> **INSTRUCCIONES Y REQUISITOS**:
Transcribe sin cambios el pasaje del artículo sobre las maravillas del mundo que va entre "Lo han hecho." y "genera lo sublime.", ambos incluidos.

> **DOCUMENTO FUENTE**:
= = = = = = =
¿Maravillas del mundo?

Lo han hecho. Han tenido la osadía –alentados por un millonario hortera– de escoger, por vía de sufragio comarcal, las siete maravillas del mundo de hoy. Para semejante idiotez no sólo sobran las alforjas del viajero, sino que resulta pintiparado aquello que dijo Borges cuando definió la democracia como un abuso de la estadística. La ley del número bruto frente a la pausada decantación y delicada sedimentación histórica –prueba del nueve, garantía de calidad, criterio de excelencia– de la admiración que genera lo sublime.

Así han salido las cuentas… Ni la Gran Muralla China, ni –menos aún– el Coliseo de Roma, ni –sobre todo– el Cristo del Corcovado merecen figurar en esa lista. Lo del Taj Mahal, cuya hermosura no niego, es, sin embargo, discutible, pues hay en la India, a mi juicio, lugares y monumentos que lo aventajan. La ciudad perdida de Mandu, por ejemplo, la alcazaba de Jaisalmer, los ghat de Benarés, el templo de Konarak… Cuestión de gustos, lo admito, y –ya metido en ellos, aunque en este caso con mayor objetividad, me parece– añadiré que el poderoso enclave maya de Tikal supera en todo, mirémoslo por donde lo miremos, a las también poderosas (pero no tanto) pirámides escalonadas de Chichen Itzá.

¿Qué hay, por cierto, de Pompeya y de los templos del Nilo?

No deberíamos convertir la maravilla en materia de competición, en objeto ponderable, en deporte de podio, en asunto de quiniela, pero ya que otros –muchos– lo han hecho, permítaseme terciar en el debate y emitir mi voto. No voy a proponer, punto por punto, la lista de mis siete maravillas, porque seguramente llegarían a setenta, pero sí voy a mencionar los lugares de la tierra –no conozco los del cielo, si es que existen– con los que encabezaría el catálogo. Si me pierdo (y eso es cosa que hago muy a menudo), búsquenme allí, y a lo peor me encuentran, aunque preferiría que no lo hiciesen… Ni buscarme ni encontrarme. Yo nada más soy yo cuando estoy solo. Eso dijo, en un soneto, Miguel Hernández. Y en la puerta de mi casa de Castilfrío, por si quedasen dudas, campea un azulejo de alfar antiguo y talante adusto en el que pone: visita no acordada, visita no deseada. Mi modelo vital, mi héroe a imitar, siempre ha sido Sinuhé, el egipcio que pasó en soledad todos los años de su vida.
= = = = = = =
> **LISTADO**:
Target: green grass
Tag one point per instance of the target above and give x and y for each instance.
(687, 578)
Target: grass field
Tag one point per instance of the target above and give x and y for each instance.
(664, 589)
= = = = = = =
> **SOLUCIÓN**:
Lo han hecho. Han tenido la osadía –alentados por un millonario hortera– de escoger, por vía de sufragio comarcal, las siete maravillas del mundo de hoy. Para semejante idiotez no sólo sobran las alforjas del viajero, sino que resulta pintiparado aquello que dijo Borges cuando definió la democracia como un abuso de la estadística. La ley del número bruto frente a la pausada decantación y delicada sedimentación histórica –prueba del nueve, garantía de calidad, criterio de excelencia– de la admiración que genera lo sublime.